*Study text*:
------------------------------------

= W. C. Berwick Sayers =

British librarian and teacher

William Charles Berwick Sayers (1881–1960) was a British librarian and teacher. He was one of a "small but remarkable" group of librarians involved in public libraries in the early 20th century and was President of the Library Association in the United Kingdom in the year 1938.

==Early life==
Sayers was born in Mitcham, Surrey on 23 December 1881.

==Career==
In 1896 Sayers began as a junior assistant at the Bournemouth Public Library and in 1904 he was appointed as deputy librarian, working under principal librarian Stanley Jast, at the Public Library in Croydon which then a small country town near south London.

In 1915, he became the chief librarian of the Croydon Public Library and under his leadership he introduced a library service for children and during the 1930s he opened several branch libraries. He made every library an arts centre with a "programme of lectures, recitals and exhibitions". He also set up libraries in hospitals and schools in the country. He was successful in convincing the local council to provide a generous budget and his libraries gained an international reputation for their high standards.

After the Second World War, during which he had been badly injured while serving as a Civil Defence controller, he retired from the Croydon Public Libraries.

==Legacy==
Sayers contributed in several areas of librarianship: he served in the Library Assistants' Association, contributed to children's librarianship, was a respected teacher and "an outstanding authority" on library classification, and served as a long-term editor of the journal Library World.

He was also a personal friend of musician Samuel Coleridge-Taylor, and after Coleridge-Taylor's untimely death in 1912, Coleridge-Taylor's widow asked Sayers to become his biographer.

==Bibliography==

===As author===
- The Grammar of Classification, Croydon, Central Library, 1912.

------------------------------------

*Data for review*:
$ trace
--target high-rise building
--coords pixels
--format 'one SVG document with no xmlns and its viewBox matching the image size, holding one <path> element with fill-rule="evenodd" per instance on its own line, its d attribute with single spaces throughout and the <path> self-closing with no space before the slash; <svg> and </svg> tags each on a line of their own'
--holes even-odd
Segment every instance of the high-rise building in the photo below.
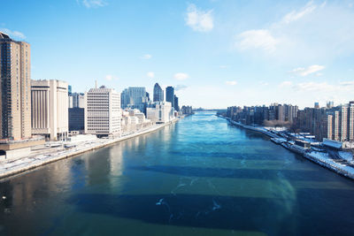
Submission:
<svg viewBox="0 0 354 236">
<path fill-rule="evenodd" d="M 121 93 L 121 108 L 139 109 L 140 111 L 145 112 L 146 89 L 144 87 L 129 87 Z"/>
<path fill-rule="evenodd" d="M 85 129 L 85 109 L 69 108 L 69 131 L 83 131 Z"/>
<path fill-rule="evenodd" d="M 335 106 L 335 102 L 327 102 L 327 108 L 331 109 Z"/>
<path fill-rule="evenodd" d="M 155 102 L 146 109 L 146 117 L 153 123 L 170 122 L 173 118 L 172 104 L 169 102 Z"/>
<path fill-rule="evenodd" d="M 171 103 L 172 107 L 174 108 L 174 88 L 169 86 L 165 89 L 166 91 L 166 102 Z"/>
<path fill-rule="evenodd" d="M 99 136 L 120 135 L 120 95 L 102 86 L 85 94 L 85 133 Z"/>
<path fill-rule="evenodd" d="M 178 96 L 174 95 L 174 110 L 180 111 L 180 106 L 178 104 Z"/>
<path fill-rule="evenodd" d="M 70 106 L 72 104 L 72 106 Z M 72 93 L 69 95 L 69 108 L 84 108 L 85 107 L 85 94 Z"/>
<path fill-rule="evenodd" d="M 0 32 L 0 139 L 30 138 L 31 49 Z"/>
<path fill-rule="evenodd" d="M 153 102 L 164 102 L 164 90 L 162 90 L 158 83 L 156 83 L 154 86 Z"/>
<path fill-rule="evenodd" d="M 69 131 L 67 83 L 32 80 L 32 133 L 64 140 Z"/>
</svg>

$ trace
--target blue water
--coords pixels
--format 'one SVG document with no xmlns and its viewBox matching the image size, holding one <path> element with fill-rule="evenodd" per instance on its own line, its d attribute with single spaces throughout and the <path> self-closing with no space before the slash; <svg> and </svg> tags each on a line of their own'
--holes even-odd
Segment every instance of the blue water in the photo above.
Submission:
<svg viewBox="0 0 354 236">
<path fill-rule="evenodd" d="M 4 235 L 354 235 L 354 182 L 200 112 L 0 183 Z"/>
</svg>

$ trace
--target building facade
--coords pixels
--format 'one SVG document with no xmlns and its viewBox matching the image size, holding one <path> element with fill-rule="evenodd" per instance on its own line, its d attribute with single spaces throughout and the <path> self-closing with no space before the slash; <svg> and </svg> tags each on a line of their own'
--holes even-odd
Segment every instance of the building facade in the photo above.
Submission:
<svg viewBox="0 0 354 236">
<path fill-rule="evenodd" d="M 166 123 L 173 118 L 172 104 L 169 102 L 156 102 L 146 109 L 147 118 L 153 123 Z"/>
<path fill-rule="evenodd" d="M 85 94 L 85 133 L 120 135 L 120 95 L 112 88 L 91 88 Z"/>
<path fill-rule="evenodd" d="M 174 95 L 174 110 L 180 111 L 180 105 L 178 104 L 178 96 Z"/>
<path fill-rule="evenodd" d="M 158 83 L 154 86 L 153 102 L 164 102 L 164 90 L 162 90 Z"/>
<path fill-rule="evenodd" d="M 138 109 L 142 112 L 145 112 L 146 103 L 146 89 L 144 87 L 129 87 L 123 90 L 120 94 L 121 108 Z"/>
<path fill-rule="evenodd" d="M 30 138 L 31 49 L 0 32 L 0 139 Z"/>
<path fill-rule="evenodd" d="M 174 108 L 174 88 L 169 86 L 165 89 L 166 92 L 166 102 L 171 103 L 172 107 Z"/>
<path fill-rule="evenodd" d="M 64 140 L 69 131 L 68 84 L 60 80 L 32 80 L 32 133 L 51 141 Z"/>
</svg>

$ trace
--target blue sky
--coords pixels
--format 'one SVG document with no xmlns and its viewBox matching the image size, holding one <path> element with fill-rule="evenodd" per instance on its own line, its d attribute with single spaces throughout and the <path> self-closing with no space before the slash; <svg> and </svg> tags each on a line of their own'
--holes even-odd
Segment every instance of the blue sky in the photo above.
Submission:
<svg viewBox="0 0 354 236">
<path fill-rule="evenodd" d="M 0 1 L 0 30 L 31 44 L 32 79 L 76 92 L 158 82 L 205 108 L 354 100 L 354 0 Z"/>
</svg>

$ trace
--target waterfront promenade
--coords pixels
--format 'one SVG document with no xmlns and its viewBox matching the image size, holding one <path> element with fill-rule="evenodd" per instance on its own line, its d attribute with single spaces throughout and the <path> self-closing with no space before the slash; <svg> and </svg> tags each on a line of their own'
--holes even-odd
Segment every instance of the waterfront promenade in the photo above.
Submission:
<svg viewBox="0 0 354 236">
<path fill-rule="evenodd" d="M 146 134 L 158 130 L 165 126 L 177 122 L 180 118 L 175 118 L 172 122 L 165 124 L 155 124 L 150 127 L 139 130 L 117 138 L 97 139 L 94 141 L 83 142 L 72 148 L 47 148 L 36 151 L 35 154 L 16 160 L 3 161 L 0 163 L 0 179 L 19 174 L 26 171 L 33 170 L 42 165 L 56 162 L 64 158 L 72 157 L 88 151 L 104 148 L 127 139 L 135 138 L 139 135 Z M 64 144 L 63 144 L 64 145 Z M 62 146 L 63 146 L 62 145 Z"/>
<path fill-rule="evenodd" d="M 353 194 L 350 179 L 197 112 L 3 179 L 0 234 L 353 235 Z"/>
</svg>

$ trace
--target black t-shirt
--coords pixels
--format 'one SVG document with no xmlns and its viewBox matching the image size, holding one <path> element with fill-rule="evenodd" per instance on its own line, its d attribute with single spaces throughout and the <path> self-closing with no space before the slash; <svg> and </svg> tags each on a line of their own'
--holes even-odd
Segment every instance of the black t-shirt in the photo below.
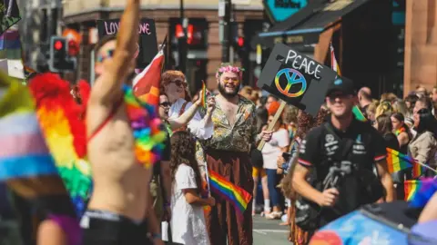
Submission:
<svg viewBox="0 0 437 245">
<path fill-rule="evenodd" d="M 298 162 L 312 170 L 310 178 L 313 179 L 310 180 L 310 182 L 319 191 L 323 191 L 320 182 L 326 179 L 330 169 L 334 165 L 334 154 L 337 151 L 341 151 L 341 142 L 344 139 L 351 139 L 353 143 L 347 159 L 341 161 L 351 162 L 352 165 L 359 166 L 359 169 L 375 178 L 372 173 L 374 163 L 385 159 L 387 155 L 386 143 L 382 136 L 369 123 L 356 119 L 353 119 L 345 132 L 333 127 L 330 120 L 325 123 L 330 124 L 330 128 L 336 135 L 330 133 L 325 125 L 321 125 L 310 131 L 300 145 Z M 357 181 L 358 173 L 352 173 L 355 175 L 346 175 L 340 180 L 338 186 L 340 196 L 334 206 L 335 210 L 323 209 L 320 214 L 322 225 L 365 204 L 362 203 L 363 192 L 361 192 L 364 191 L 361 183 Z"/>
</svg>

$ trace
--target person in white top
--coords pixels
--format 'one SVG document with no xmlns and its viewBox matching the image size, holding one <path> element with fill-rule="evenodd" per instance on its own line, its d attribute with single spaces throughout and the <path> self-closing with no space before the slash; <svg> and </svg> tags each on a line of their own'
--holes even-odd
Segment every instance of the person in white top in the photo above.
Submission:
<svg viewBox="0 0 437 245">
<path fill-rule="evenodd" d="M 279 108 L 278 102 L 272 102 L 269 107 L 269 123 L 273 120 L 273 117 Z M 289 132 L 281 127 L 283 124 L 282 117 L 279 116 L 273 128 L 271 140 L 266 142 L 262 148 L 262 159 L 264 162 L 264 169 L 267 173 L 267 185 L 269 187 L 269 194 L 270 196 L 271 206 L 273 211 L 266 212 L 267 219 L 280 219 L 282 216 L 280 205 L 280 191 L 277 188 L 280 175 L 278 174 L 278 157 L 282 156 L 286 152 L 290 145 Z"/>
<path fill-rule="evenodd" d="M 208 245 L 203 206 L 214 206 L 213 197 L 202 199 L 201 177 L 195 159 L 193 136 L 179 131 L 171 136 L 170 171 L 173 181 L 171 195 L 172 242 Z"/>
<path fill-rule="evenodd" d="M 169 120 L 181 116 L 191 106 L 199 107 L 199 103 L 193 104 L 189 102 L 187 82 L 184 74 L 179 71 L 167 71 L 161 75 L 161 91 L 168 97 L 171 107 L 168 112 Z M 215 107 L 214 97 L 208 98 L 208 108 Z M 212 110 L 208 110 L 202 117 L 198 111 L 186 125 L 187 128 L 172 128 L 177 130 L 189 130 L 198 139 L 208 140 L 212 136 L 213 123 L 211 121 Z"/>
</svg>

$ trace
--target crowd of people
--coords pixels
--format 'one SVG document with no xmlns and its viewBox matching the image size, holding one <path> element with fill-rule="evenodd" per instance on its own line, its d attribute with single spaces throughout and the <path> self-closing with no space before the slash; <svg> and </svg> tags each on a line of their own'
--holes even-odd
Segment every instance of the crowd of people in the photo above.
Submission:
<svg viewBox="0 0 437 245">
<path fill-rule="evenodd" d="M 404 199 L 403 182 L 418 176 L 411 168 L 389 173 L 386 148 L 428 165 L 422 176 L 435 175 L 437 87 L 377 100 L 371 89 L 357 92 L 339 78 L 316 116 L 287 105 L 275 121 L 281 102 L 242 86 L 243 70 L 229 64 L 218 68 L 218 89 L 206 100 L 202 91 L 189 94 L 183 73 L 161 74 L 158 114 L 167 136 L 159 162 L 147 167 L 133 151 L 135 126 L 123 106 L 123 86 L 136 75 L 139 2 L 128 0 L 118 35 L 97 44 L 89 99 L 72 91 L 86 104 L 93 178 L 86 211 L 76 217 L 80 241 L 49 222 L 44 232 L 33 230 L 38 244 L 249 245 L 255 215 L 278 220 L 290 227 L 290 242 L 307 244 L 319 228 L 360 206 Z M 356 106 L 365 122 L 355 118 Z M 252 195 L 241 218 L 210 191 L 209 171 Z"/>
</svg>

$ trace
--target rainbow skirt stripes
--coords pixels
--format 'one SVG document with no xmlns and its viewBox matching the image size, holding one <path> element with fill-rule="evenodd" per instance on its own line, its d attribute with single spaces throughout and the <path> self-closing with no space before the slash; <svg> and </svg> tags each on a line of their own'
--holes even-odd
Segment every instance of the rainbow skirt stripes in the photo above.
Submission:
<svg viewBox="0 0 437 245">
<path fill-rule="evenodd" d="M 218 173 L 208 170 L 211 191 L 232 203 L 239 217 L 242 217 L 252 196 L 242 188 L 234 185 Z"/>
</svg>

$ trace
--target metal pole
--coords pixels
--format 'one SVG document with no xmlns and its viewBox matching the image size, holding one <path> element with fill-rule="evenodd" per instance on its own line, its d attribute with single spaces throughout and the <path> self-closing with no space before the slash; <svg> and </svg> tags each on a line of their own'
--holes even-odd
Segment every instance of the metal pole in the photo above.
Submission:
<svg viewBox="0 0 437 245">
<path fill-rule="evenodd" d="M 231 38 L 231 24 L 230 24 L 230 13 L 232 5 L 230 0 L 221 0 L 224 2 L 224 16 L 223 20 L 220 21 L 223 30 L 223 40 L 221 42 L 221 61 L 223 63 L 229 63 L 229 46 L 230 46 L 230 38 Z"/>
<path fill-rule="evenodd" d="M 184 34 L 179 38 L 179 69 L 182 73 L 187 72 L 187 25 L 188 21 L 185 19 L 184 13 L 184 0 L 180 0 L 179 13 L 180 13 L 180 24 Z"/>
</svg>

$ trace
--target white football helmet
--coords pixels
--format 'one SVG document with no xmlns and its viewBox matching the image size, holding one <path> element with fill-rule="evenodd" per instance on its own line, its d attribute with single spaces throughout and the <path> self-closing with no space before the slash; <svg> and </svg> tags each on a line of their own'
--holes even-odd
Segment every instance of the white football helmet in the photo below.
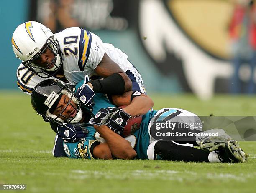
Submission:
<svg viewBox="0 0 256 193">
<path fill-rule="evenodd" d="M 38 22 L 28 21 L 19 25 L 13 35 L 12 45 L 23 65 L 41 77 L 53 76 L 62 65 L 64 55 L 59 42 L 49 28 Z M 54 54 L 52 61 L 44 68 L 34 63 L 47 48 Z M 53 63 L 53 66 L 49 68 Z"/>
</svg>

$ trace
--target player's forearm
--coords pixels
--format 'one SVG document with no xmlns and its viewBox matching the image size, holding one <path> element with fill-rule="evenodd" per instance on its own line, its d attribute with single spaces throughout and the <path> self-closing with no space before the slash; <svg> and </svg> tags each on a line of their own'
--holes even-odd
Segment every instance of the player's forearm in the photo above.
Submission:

------------------------------------

*Your tasks*:
a) Answer these questions from the Sayers article:
(i) Where and on what date was Sayers born?
(ii) In what year did he become chief librarian of the Croydon Public Library?
(iii) Which journal did he serve as a long-term editor?
b) Summarize the Sayers article in two sentences.
c) Continue the Sayers article from the point where it ends.
The rows are separate material and are unrelated to the text about W. C. Berwick Sayers.

*List of answers*:
a)
(i) He was born in Mitcham, Surrey, on 23 December 1881.
(ii) 1915.
(iii) Library World.

b) William Charles Berwick Sayers (1881–1960) was a British librarian and teacher who served as President of the Library Association in 1938 and became chief librarian of the Croydon Public Library in 1915. There he introduced a children's library service, opened branch libraries, and made every library an arts centre, and he was also an authority on library classification and a long-term editor of Library World.

c)
- Samuel Coleridge-Taylor, Musician. His Life and Letters, Cassell & Co., 1916, 2nd ed. 1927.
- A Manual of Classification for Librarians & Bibliographers, London: Grafton & Co., 1926, 2nd ed. 1944.
- A Manual of Children's Libraries, Allen & Unwin, 1932.
- An Introduction to Library Classification, London, Grafton & Co., 1935.
- Library Local Collections, Allen & Unwin, 1938.
- Croydon and the Second World War - the official history of the warwork of the borough and its citizens from 1939 to 1945; together with The Croydon roll of honour. by W. C. Berwick Sayers

===As editor===
- James Duff Brown, Manual of Library Economy, 5th ed. Revised by W. C. Berwick Sayers. London, Grafton, 1931.
- Books for Youth: A Classified and Annotated Guide for Young Readers, London, Library Association, 1936.

===Further reading===
- D.J. Foskett and B.I. Palmer, eds., The Sayers Memorial Volume, London: Library Association, 1961; ISBN 9780598068927
- Munford, W. A., A History of The Library Association, 1877-1977, London: The Library Association, 1976; ISBN 9780853654889
- Ranganathan, S.R., "Sayers and Donker Duyvis: Theory and Manner of Library Classification", Annals of Library Science, 8(3) September 1961, 85-99.